To our knowledge, this is the first study to explicitly highlight the significance of outlier treatment in poverty measurement, as well as the potential pitfalls in the Mexican methodology to define poverty that make them so relevant in setting the poverty rates. It underscores the need for transparency and thorough methodological discussion by institutions responsible for official poverty statistics. Moreover, this study offers concrete recommendations for improving poverty measurement methodologies—not only in Mexico but also in other countries employing similar approaches—to strengthen the evaluation and design of effective poverty alleviation interventions.
2. Related Literature
Poverty lines estimated using the Food Energy Intake (FEI) method aim to determine the minimum level of resources a household requires to meet the nutritional needs of all its members. These nutritional needs are typically based on international standards—such as those established by the World Health Organization (
World Health Organization 2023)—while also incorporating local food preferences and price structures (
Greer and Thorbecke 1986). One of the key strengths of the FEI method lies in its simplicity and ease of interpretation (
Tarp et al. 2002). However, the estimation of household-level caloric availability is highly sensitive to the availability, precision, and reliability of underlying data sources, so that in multiple applications it is usually combined with the Cost of Basic Needs (CBN) approach to define the poverty lines to improve their consistency and specificity (
Ravallion 2012;
Wodon 1997).

_Exercise set_
a) In the poverty measurement excerpt, what is named as one of the key strengths of the FEI method?
b) Carry on the poverty measurement excerpt from its last sentence.

_Provided records_
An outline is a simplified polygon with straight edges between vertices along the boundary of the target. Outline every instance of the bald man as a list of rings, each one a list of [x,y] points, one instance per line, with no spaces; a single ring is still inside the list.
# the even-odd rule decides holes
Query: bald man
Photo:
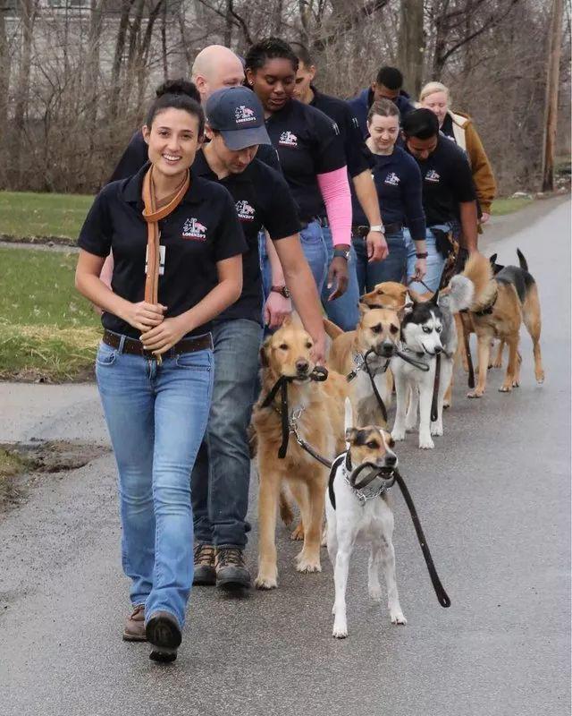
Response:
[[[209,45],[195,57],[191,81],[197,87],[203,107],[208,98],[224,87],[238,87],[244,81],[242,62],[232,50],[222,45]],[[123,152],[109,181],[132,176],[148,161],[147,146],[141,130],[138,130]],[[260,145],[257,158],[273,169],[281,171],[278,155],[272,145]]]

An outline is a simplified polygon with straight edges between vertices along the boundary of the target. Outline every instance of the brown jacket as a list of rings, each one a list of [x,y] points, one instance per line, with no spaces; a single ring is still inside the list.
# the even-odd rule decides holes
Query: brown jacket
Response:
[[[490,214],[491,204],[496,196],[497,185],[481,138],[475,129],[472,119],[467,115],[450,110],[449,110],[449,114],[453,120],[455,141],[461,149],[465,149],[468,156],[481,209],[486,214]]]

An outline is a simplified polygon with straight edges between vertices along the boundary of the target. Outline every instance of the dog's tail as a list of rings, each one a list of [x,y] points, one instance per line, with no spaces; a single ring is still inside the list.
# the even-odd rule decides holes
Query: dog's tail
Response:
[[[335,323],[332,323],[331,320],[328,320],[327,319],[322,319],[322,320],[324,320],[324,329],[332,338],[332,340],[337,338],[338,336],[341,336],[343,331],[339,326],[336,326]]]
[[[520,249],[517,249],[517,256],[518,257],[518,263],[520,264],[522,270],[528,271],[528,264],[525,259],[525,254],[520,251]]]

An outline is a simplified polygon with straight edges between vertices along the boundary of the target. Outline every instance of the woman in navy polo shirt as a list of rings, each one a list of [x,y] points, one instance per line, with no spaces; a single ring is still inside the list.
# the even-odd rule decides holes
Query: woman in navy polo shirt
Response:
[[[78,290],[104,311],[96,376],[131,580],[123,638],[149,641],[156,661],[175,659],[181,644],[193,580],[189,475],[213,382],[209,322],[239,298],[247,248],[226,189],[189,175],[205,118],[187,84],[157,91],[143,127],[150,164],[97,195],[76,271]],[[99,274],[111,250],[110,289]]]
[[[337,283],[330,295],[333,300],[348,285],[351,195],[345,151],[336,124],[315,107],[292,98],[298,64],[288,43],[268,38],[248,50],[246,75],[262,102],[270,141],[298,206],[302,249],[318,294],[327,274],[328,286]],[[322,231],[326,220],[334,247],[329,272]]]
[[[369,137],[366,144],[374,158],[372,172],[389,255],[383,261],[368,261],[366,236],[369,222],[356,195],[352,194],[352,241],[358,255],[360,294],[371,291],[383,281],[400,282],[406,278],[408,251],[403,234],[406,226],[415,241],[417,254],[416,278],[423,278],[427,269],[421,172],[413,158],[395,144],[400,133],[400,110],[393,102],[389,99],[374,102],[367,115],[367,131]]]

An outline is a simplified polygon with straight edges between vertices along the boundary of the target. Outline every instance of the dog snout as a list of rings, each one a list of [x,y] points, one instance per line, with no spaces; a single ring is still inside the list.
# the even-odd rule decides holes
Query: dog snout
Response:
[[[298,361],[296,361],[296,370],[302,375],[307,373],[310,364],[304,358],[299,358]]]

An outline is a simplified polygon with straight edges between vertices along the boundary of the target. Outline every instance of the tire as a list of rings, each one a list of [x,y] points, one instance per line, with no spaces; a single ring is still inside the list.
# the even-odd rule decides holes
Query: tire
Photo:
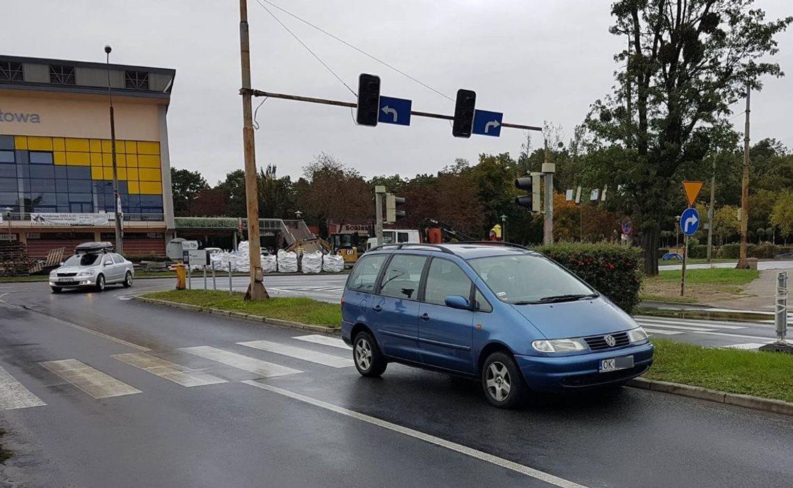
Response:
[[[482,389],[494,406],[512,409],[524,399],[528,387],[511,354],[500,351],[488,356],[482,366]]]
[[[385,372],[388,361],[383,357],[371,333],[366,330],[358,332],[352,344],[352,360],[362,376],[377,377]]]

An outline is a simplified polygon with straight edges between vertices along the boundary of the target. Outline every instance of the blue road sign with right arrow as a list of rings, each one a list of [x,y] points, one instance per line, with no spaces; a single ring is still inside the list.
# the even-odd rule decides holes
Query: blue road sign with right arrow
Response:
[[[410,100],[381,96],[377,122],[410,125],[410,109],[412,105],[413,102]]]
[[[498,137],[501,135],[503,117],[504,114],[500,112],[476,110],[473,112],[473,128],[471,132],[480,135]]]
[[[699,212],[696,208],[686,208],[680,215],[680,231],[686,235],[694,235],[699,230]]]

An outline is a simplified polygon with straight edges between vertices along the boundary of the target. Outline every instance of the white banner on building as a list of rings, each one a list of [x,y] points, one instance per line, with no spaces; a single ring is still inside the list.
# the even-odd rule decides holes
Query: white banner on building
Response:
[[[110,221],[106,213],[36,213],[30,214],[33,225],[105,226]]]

---

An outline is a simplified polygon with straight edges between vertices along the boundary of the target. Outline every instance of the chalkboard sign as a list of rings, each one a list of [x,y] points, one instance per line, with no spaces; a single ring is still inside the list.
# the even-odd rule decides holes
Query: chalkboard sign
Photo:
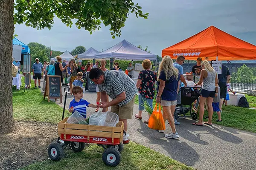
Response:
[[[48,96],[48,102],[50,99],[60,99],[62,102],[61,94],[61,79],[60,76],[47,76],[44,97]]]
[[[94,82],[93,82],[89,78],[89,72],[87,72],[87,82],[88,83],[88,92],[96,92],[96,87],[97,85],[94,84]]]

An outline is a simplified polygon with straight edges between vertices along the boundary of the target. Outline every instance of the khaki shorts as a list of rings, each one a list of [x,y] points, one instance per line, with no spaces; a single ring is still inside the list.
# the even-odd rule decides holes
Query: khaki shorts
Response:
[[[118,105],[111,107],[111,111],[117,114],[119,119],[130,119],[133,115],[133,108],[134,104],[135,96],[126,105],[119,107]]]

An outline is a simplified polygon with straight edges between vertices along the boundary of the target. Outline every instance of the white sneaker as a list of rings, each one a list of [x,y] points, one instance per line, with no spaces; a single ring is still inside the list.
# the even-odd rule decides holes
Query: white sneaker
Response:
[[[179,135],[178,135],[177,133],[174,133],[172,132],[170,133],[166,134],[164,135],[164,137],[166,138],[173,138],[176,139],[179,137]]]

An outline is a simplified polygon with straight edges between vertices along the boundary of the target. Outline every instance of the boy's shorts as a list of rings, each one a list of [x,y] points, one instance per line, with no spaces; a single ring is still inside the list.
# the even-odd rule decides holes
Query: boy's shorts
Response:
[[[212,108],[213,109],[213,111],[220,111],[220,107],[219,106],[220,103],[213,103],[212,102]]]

_Answers to each task_
a) Its simplicity and ease of interpretation.

b)
2 Challenges such as missing data, misreporting, and irregular consumption patterns can significantly distort the caloric thresholds used to define poverty (
Ravallion 2016). Although many empirical applications of the FEI method have not adequately addressed these issues, recent efforts have increasingly focused on identifying its theoretical, methodological, and empirical limitations to improve the accuracy of poverty measurement (
Amendola et al. 2024).
As part of this broader research agenda, one area that remains underexplored in the literature is the role of outlier detection and treatment in estimating household nutrient availability—particularly caloric intake. Caloric availability is central to the FEI method, as it forms the basis for assessing whether household members meet minimum nutritional requirements and, consequently, for identifying the subset of the population used to derive the composition and monetary value of the food basket that defines the poverty line.
Outliers in dietary data are common and can arise from various sources, including measurement error, unobserved food quality differentials, and the aggregation of diverse food items into broad consumption categories (
Gibson and Kim 2007). Food consumption data are especially prone to biases such as rounding, recall error, poorly designed survey instruments, and inaccurate estimation of portion sizes—many of which are difficult to correct (
Burcham et al. 2023).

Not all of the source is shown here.